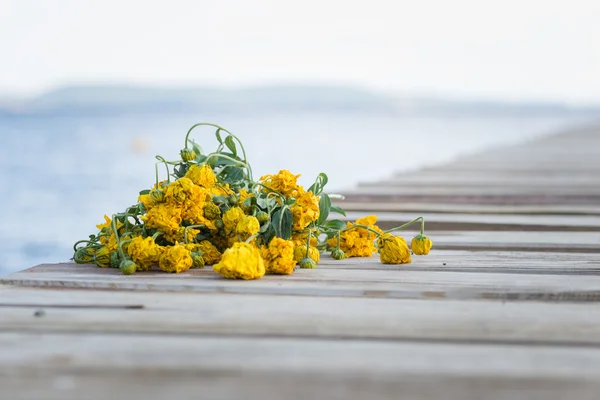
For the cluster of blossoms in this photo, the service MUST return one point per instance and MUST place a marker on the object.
(210, 211)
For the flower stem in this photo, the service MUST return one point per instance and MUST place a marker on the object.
(248, 168)
(308, 243)
(114, 228)
(190, 227)
(161, 159)
(363, 227)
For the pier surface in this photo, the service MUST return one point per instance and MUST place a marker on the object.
(504, 307)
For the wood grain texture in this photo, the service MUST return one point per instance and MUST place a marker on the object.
(152, 367)
(261, 315)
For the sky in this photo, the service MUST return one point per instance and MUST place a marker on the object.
(511, 50)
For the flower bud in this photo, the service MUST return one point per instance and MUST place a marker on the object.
(307, 262)
(233, 200)
(128, 267)
(187, 154)
(84, 255)
(420, 245)
(157, 196)
(198, 260)
(262, 217)
(102, 257)
(115, 260)
(338, 254)
(212, 211)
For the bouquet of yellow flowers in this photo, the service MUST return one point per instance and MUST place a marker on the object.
(211, 211)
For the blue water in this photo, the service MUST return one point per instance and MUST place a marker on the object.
(61, 174)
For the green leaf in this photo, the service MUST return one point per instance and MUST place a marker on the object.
(338, 210)
(319, 184)
(197, 149)
(219, 199)
(249, 202)
(230, 143)
(324, 206)
(282, 223)
(231, 174)
(218, 161)
(265, 227)
(335, 224)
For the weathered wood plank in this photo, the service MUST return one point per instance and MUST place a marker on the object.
(438, 260)
(468, 208)
(77, 311)
(154, 367)
(391, 283)
(473, 222)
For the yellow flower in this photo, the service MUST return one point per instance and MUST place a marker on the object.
(202, 176)
(164, 217)
(221, 190)
(245, 195)
(358, 242)
(146, 201)
(102, 257)
(305, 210)
(84, 255)
(241, 261)
(247, 227)
(179, 190)
(301, 238)
(313, 253)
(175, 259)
(279, 257)
(211, 211)
(107, 223)
(231, 218)
(187, 154)
(209, 252)
(283, 182)
(421, 245)
(144, 252)
(393, 250)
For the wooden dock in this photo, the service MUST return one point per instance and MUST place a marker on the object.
(505, 306)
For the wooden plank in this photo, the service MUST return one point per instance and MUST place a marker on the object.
(392, 283)
(157, 367)
(438, 260)
(473, 222)
(465, 190)
(467, 208)
(487, 180)
(78, 311)
(517, 241)
(478, 198)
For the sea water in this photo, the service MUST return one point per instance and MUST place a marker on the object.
(62, 173)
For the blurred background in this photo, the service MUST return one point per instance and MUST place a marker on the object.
(91, 91)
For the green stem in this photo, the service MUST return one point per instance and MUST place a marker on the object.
(190, 227)
(114, 227)
(407, 224)
(363, 227)
(219, 155)
(248, 168)
(308, 243)
(85, 241)
(161, 159)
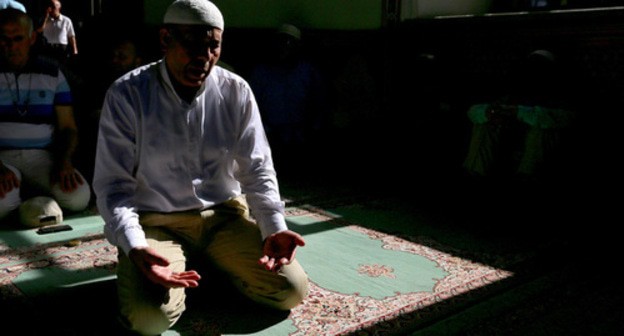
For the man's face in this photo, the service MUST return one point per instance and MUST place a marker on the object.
(191, 52)
(15, 43)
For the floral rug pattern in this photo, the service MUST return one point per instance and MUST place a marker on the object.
(323, 312)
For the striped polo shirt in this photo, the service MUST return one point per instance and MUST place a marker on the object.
(27, 101)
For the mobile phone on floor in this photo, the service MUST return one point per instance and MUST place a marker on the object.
(54, 228)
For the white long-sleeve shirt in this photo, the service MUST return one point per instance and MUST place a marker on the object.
(156, 152)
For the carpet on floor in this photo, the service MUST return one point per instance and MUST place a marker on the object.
(364, 279)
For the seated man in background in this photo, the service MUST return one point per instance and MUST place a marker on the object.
(38, 133)
(519, 134)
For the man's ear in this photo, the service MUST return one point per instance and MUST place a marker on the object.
(165, 39)
(33, 37)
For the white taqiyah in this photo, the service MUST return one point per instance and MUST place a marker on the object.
(194, 12)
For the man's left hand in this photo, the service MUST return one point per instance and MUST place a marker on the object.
(279, 249)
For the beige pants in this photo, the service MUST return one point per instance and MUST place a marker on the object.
(224, 236)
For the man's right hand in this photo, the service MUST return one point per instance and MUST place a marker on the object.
(8, 180)
(155, 268)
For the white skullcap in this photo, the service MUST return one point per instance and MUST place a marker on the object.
(194, 12)
(40, 211)
(543, 53)
(291, 30)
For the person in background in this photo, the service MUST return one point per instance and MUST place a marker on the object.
(58, 30)
(38, 133)
(12, 4)
(292, 99)
(520, 133)
(183, 170)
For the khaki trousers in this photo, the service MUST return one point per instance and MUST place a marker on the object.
(223, 236)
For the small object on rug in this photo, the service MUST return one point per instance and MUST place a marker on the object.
(73, 243)
(54, 228)
(40, 211)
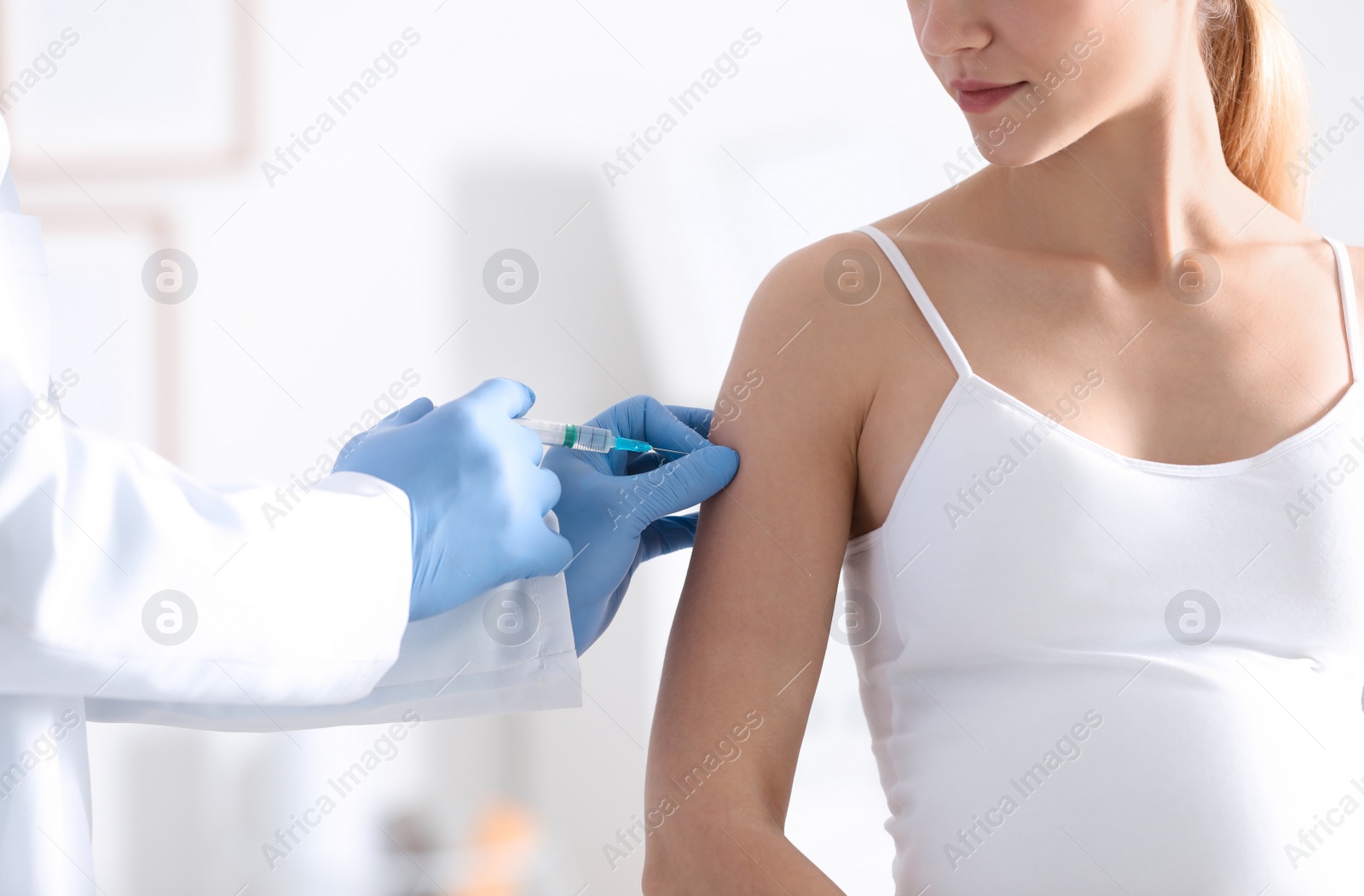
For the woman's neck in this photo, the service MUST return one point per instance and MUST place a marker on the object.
(1134, 191)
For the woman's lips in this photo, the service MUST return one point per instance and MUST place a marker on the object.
(975, 95)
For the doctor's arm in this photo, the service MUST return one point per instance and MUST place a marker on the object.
(129, 580)
(750, 632)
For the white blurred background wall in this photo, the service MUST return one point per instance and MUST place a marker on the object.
(322, 286)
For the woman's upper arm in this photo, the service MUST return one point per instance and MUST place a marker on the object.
(754, 621)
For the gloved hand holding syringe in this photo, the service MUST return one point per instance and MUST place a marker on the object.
(586, 438)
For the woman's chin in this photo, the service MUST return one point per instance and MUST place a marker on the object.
(1020, 147)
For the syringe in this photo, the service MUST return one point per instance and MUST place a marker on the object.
(581, 438)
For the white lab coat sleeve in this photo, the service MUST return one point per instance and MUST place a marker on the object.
(508, 650)
(299, 607)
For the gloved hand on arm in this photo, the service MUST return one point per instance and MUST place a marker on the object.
(614, 507)
(477, 491)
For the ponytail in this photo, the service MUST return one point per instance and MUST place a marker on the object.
(1259, 91)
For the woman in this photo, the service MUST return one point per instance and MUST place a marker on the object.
(1089, 420)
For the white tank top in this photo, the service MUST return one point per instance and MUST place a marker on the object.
(1086, 673)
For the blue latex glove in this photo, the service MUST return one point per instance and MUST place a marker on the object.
(477, 491)
(614, 506)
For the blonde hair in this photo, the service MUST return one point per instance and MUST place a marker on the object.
(1259, 90)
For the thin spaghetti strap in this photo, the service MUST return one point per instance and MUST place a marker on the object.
(1350, 309)
(921, 299)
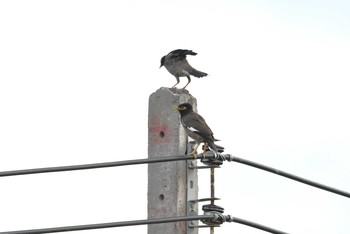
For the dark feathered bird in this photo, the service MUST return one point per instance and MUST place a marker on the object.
(176, 63)
(196, 128)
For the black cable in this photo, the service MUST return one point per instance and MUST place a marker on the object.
(287, 175)
(254, 225)
(93, 165)
(209, 155)
(227, 218)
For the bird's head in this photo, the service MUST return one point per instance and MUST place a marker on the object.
(162, 62)
(184, 108)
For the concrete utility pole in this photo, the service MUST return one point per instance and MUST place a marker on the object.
(170, 185)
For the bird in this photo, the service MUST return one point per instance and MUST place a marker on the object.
(196, 128)
(176, 63)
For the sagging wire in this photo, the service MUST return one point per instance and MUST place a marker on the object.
(209, 155)
(209, 217)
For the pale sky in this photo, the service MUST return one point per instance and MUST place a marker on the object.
(75, 78)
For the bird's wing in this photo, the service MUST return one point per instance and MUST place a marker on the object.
(195, 122)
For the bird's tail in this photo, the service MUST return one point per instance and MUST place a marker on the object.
(197, 73)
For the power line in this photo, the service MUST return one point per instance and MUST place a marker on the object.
(213, 216)
(284, 174)
(93, 166)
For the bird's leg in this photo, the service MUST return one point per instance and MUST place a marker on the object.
(194, 151)
(189, 81)
(178, 81)
(205, 149)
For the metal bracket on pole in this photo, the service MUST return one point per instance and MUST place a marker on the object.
(192, 191)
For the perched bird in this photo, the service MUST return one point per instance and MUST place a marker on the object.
(196, 128)
(176, 63)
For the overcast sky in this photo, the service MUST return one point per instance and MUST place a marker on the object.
(75, 78)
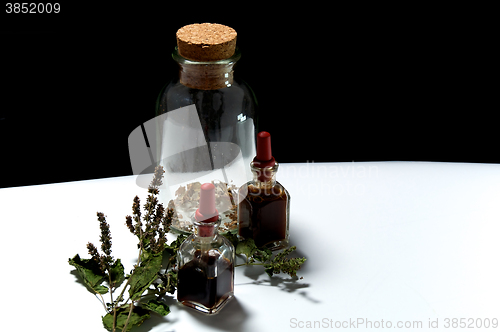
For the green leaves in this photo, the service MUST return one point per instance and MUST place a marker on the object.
(281, 263)
(144, 275)
(137, 317)
(157, 306)
(91, 274)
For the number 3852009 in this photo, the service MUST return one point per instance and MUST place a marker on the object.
(32, 8)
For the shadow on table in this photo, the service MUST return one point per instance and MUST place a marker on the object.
(287, 284)
(231, 318)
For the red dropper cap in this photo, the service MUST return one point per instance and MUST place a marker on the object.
(264, 156)
(207, 211)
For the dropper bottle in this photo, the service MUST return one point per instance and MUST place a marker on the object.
(205, 280)
(264, 208)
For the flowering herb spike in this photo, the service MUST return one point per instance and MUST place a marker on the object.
(152, 277)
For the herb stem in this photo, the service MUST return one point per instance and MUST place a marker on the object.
(112, 303)
(249, 264)
(128, 318)
(102, 301)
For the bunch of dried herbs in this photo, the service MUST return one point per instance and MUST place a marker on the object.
(154, 276)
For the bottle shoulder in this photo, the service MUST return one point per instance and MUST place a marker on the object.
(251, 188)
(195, 242)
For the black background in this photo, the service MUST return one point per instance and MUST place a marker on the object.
(333, 84)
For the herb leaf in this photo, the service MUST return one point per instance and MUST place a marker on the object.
(138, 316)
(117, 272)
(90, 272)
(144, 275)
(246, 247)
(157, 306)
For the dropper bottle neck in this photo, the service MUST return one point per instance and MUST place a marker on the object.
(264, 167)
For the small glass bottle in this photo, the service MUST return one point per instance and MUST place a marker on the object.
(205, 280)
(264, 208)
(217, 140)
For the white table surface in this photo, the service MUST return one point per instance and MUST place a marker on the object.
(392, 241)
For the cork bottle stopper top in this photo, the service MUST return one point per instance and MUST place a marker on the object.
(206, 41)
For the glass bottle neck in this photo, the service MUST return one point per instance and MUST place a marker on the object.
(209, 75)
(264, 177)
(206, 231)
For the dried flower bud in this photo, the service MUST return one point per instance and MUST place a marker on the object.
(128, 222)
(136, 209)
(105, 234)
(94, 253)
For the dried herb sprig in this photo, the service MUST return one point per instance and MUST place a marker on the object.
(146, 284)
(281, 263)
(151, 228)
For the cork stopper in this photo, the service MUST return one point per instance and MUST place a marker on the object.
(206, 42)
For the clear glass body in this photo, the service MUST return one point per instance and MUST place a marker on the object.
(205, 280)
(220, 133)
(264, 210)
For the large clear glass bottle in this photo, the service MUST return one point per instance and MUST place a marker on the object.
(205, 259)
(225, 124)
(264, 204)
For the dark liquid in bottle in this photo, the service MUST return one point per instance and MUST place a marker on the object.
(197, 282)
(262, 214)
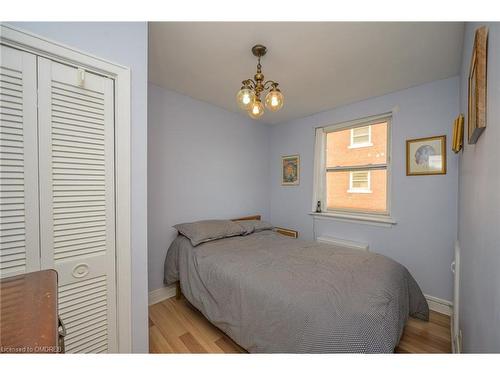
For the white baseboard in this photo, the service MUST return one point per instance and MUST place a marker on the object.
(161, 294)
(439, 305)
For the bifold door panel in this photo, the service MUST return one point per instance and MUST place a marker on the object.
(57, 185)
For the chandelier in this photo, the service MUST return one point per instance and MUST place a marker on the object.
(249, 95)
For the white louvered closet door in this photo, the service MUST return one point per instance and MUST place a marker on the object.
(76, 142)
(19, 242)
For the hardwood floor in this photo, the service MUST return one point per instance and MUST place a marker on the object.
(177, 327)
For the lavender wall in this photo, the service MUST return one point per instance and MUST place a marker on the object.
(204, 162)
(479, 210)
(425, 207)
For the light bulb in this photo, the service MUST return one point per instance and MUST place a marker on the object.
(274, 100)
(245, 97)
(256, 109)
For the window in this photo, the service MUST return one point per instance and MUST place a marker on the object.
(359, 182)
(361, 137)
(352, 168)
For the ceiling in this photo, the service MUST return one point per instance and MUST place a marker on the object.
(319, 65)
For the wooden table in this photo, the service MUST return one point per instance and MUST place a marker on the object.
(28, 313)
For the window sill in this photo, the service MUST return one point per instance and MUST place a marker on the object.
(379, 220)
(360, 145)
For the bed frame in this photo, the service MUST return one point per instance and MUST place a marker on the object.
(286, 232)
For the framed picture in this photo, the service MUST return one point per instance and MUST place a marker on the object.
(477, 86)
(426, 156)
(290, 170)
(458, 134)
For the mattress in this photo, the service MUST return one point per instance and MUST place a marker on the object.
(274, 294)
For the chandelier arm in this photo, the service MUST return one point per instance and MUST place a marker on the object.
(273, 83)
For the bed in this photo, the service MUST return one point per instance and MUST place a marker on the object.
(272, 293)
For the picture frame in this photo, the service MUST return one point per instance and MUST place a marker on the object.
(426, 156)
(458, 134)
(290, 170)
(477, 86)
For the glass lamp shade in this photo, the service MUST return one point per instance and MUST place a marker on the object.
(256, 110)
(274, 100)
(245, 98)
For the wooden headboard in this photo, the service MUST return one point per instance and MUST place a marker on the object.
(255, 217)
(285, 231)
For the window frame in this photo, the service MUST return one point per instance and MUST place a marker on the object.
(355, 190)
(320, 171)
(369, 143)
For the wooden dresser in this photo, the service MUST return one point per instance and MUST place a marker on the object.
(28, 314)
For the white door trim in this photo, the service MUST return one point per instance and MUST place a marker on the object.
(40, 46)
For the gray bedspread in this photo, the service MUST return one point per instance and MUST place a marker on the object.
(275, 294)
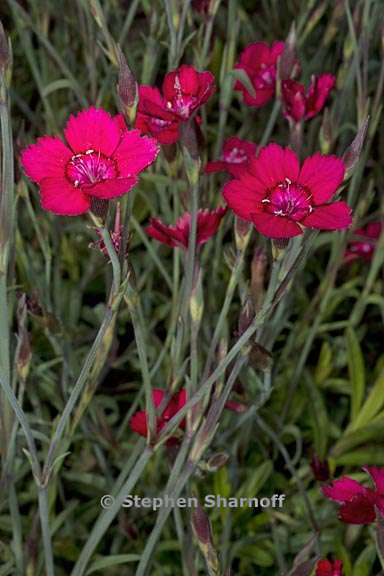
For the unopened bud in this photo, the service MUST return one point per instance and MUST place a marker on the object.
(352, 154)
(127, 88)
(196, 303)
(260, 357)
(258, 269)
(202, 529)
(24, 351)
(191, 150)
(217, 461)
(326, 133)
(243, 231)
(288, 62)
(201, 525)
(4, 50)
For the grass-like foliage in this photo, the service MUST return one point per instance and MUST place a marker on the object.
(191, 287)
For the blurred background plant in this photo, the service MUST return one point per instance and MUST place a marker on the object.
(310, 385)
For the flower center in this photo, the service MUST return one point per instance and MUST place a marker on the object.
(266, 76)
(290, 200)
(181, 104)
(235, 156)
(85, 170)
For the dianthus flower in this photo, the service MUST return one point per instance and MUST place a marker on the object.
(301, 104)
(328, 568)
(184, 91)
(281, 199)
(235, 156)
(102, 159)
(139, 421)
(358, 503)
(365, 247)
(177, 236)
(259, 61)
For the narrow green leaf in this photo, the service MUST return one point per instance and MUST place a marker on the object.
(356, 372)
(112, 561)
(372, 405)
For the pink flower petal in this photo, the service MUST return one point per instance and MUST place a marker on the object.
(45, 159)
(275, 226)
(322, 175)
(262, 95)
(93, 129)
(157, 396)
(318, 93)
(244, 195)
(377, 475)
(274, 165)
(112, 188)
(138, 423)
(343, 489)
(207, 224)
(359, 510)
(134, 153)
(165, 234)
(327, 568)
(218, 166)
(60, 197)
(336, 216)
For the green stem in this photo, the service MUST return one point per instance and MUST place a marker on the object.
(107, 517)
(45, 530)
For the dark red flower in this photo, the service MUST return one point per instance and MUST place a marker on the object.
(365, 247)
(320, 468)
(184, 91)
(235, 156)
(280, 198)
(139, 420)
(102, 159)
(358, 502)
(301, 104)
(201, 6)
(154, 118)
(177, 236)
(328, 568)
(260, 63)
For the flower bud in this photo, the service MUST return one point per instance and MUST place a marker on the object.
(127, 89)
(4, 50)
(24, 351)
(352, 154)
(243, 231)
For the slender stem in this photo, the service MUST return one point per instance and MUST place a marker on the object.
(133, 303)
(20, 415)
(77, 390)
(202, 441)
(45, 530)
(107, 516)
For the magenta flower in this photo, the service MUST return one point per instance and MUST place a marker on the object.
(281, 199)
(365, 247)
(301, 104)
(101, 160)
(358, 502)
(235, 156)
(184, 91)
(139, 421)
(177, 236)
(328, 568)
(320, 468)
(153, 116)
(260, 63)
(201, 6)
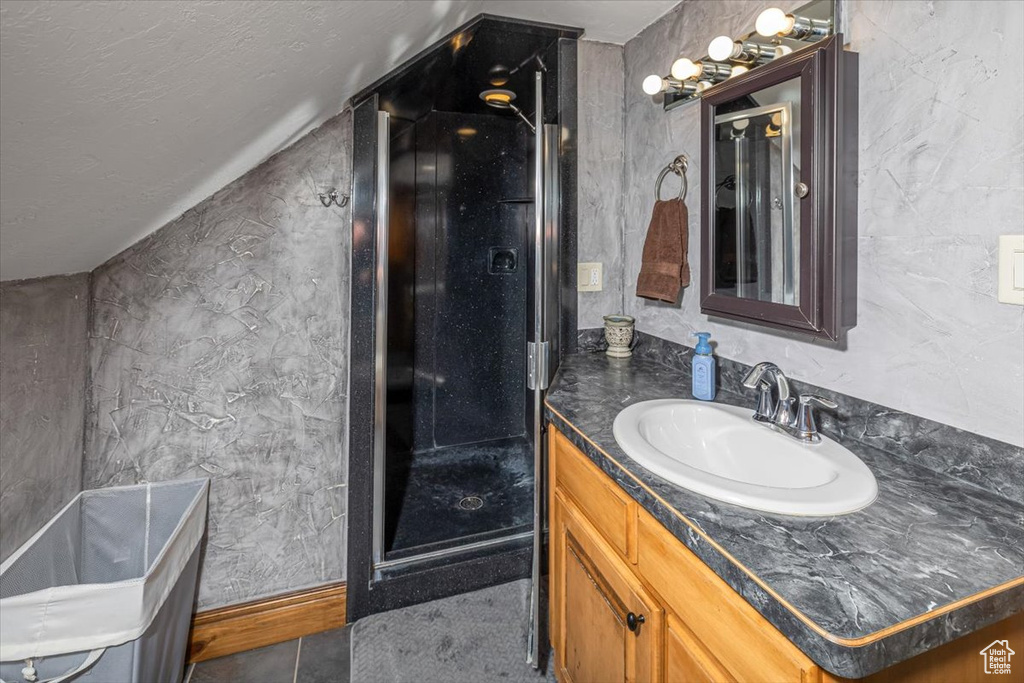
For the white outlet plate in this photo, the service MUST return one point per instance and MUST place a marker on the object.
(1012, 268)
(590, 276)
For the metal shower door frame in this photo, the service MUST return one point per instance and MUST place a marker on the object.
(541, 361)
(381, 235)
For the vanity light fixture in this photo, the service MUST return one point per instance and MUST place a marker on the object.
(725, 48)
(776, 35)
(687, 70)
(654, 84)
(773, 23)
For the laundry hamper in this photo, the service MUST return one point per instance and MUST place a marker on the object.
(103, 593)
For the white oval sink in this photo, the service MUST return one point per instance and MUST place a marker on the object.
(719, 452)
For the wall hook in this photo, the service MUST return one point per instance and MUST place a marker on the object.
(332, 197)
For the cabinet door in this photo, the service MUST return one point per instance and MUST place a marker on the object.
(610, 628)
(686, 660)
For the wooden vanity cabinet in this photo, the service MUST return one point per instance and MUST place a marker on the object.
(620, 568)
(612, 563)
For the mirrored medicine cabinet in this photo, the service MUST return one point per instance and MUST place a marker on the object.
(778, 184)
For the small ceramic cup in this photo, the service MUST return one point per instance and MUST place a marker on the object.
(619, 334)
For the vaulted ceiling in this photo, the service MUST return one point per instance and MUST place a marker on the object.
(118, 116)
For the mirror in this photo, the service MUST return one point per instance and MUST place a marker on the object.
(778, 184)
(757, 221)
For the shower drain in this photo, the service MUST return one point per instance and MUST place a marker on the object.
(471, 503)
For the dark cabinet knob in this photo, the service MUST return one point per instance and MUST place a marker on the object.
(633, 622)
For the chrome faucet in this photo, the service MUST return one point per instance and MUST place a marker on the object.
(791, 416)
(770, 411)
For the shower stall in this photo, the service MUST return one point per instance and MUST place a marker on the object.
(463, 300)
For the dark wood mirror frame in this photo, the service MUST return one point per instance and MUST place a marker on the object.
(827, 265)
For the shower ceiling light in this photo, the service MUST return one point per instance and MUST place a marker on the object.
(773, 23)
(498, 97)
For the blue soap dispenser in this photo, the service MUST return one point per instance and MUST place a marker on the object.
(704, 369)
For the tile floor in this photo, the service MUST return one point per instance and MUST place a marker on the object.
(323, 657)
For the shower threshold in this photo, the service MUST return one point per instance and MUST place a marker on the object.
(458, 499)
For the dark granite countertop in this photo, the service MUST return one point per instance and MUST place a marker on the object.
(857, 593)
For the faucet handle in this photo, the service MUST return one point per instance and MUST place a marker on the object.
(765, 411)
(806, 426)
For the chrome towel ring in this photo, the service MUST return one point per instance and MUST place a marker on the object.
(678, 166)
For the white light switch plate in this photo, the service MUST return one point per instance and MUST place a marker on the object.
(589, 276)
(1012, 268)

━━━━━━━━━━

What you will do — Return the lines from the one containing "For the shower ceiling" through the last line of the records. Include both ends and nothing else.

Response box —
For the shower ceiling light in this photo, the service MUST return one point per instance and MUST place a marker on the object.
(773, 23)
(498, 97)
For the blue soap dispenser in this photo, the service MUST return one point per instance and MUST place a marker on the object.
(704, 369)
For the tile floor in this photo, the service MUST return one point per instance and MUST place a marker on the object.
(323, 657)
For the shower threshold in this photo, the service MUST return one point per instance and MUST place a marker on the object.
(458, 499)
For the dark granite countertop in this photo, the service MUST return one point per instance and MUST place a marker on the object.
(857, 593)
For the faucet handle in this photo, the service MUST return one point per instance and MUST place a marker on the object.
(765, 411)
(806, 426)
For the chrome towel ring in this photo, the service MUST return one point per instance and MUST place a marker on the object.
(678, 166)
For the white light switch plate in this photo, the service MUST return one point per instance and MUST place a marker on the object.
(589, 276)
(1012, 268)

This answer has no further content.